▶ [Problem] Could you output every record below exactly, leaving out the pictures?

(Task material Opens)

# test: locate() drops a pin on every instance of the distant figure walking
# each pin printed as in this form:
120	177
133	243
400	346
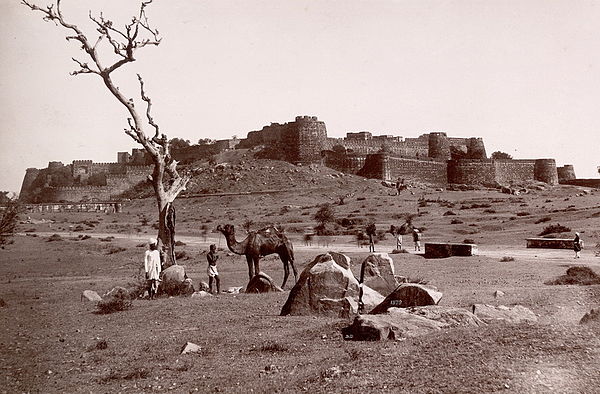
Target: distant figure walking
417	239
152	267
577	245
371	231
212	272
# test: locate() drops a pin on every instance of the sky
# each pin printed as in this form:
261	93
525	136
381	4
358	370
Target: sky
523	74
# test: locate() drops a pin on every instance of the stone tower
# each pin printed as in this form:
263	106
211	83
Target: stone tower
545	170
439	146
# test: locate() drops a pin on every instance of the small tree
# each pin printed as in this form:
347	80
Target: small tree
124	43
501	156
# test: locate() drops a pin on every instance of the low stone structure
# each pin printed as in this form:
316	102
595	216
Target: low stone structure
444	249
514	314
409	295
401	323
262	283
550	243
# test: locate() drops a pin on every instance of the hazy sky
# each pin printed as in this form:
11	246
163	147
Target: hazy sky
524	75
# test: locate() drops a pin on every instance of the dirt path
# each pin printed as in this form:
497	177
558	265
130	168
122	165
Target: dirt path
495	251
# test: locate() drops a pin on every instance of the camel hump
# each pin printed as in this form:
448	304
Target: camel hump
270	230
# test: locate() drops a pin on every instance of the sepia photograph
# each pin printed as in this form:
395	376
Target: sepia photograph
260	196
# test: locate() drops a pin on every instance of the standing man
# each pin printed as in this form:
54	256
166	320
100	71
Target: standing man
371	231
152	267
577	245
212	268
417	239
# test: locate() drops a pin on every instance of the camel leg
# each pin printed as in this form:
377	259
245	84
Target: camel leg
294	269
286	269
256	265
250	267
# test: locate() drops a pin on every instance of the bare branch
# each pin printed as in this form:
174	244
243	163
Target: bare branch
148	108
85	69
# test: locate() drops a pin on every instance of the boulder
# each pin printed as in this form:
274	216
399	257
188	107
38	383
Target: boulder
377	272
262	283
514	314
203	286
323	288
201	294
341	259
396	324
370	298
409	294
190	347
116	292
591	317
90	295
173	281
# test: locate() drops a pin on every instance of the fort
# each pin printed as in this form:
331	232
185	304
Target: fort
431	158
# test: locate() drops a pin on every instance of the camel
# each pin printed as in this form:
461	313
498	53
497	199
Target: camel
259	244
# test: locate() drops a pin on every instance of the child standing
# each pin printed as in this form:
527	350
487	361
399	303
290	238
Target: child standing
212	268
152	267
417	239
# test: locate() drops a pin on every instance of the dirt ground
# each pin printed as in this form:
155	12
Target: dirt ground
52	341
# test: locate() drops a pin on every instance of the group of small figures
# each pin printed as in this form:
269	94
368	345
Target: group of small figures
153	268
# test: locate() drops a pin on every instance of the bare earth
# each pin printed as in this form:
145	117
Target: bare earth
49	337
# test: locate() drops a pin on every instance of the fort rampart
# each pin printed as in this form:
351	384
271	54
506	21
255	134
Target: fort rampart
432	158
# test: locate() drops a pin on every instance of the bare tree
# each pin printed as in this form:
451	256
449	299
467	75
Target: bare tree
124	42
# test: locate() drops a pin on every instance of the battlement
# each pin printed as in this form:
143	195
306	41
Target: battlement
306	118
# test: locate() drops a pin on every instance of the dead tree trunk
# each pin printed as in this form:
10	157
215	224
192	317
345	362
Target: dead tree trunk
166	180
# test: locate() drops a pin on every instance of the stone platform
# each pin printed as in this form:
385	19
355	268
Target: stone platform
550	243
443	249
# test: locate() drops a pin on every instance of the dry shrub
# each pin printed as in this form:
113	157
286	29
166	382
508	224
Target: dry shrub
100	345
577	276
135	374
117	249
592	316
555	228
273	347
181	255
117	302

(Task material Closes)

▶ [Solution to the exercise]
# test: locate() drops a pin on every instance of the distant figure walking
# each pin printed as in this form:
120	177
133	243
400	346
Target: distant figure walking
417	239
152	267
577	245
371	231
212	272
# test: locate() drops a pin on every instance of the sky
# each pin printed as in this form:
261	93
525	136
381	4
358	370
Target: sky
523	74
# test: locate() drops a pin on every instance of the stone tower
# each pin printed as in this form:
263	106
211	83
Target: stone tower
545	170
439	146
# test: locate() drops a pin on every instance of the small tree
# each pin printed as in this form:
347	80
Target: small tree
124	43
501	156
# test: locate() drops a pin on every instance of the low stone structure
# each pin printed as in this form:
316	102
595	216
Target: low stone structure
444	249
514	314
409	295
401	323
262	283
550	243
# test: locate() drops a pin on every instance of the hazy sky
# each pin printed as in this form:
11	246
163	147
Target: hazy sky
524	75
# test: locate() drops a pin on every instance of the dirt path
# each pin printed as in this form:
497	177
558	265
130	168
122	165
Target: dirt path
495	251
# test: locate() drops a pin on every instance of the camel hump
# each pin printed as in this form:
448	304
Target: camel hump
270	230
# test: locate() drops a pin on every instance of the sepia photograph
# each pin printed as in this form:
395	376
Target: sepia photograph
260	196
# test: locate() drops a pin on every instance of the standing man
# each pin printed as in this form:
54	256
166	320
100	71
Target: standing man
371	231
152	267
577	245
212	268
417	239
# test: locate() drops a pin on every instance of the camel leg
# each pin printed as in this form:
377	259
245	84
Target: camel leg
294	269
286	269
256	265
250	267
# test: locate() drops a pin on every instance of the bare branch
# each pin printed as in this form:
174	244
243	163
Target: bare branch
148	108
85	69
# test: locate() drops a pin on every instance of the boulder
# each pin printed as in this form:
274	216
399	257
188	107
38	383
Target: boulder
377	272
262	283
514	314
203	286
323	288
201	294
341	259
396	324
370	298
409	294
190	347
116	292
591	317
90	295
173	281
# test: locate() drops a pin on every instance of the fort
# each pin printed as in this form:
331	232
185	304
Target: fort
431	158
# test: locate() drops a pin on every instance of the camel
# each pin printed as in this form:
461	313
498	53
497	199
Target: camel
259	244
# test: locate() drops a pin on every instance of the child standing
# each pin printed as in this form:
527	350
487	361
399	303
290	238
Target: child standing
212	268
152	267
417	239
# test: locate() drops a pin on every instance of the dirt ground
# each pin printed as in this form:
155	12
Target: dirt ground
52	341
# test: locate() drops a pin on every instance of the group of small figures
# each pin printed as in this form:
269	94
368	345
Target: group of small figures
153	268
# test: locate() drops a pin on every instance of the bare earth
# each pin printed as in this form:
145	117
Target: bare earth
49	337
# test: locate() drops a pin on every instance of the fort rampart
# each pin printed as in this form:
351	384
271	54
506	21
255	134
Target: fort rampart
432	158
# test: locate() drops a pin on every instance of the bare tree
# each pin printed as in this form:
451	256
449	299
467	75
Target: bare tree
124	42
# test: locate() drops a pin on every instance of the battlement
# each pin printed as in this form:
143	195
306	41
Target: battlement
306	118
# test: locate() drops a pin on every instance of the dead tree trunk
# each pin printed as in this form:
10	157
215	224
192	317
345	362
Target: dead tree trunk
166	180
# test: locate() drops a pin on every instance of the stone platform
# each pin printed as in this form:
385	19
355	268
Target: stone platform
550	243
443	249
# test: locate() drops a pin on every instance of the dry shrub
# each pin printed as in this form:
113	157
286	29
166	382
508	224
Target: dry shrub
100	345
577	276
135	374
117	249
592	316
555	228
273	347
181	255
117	302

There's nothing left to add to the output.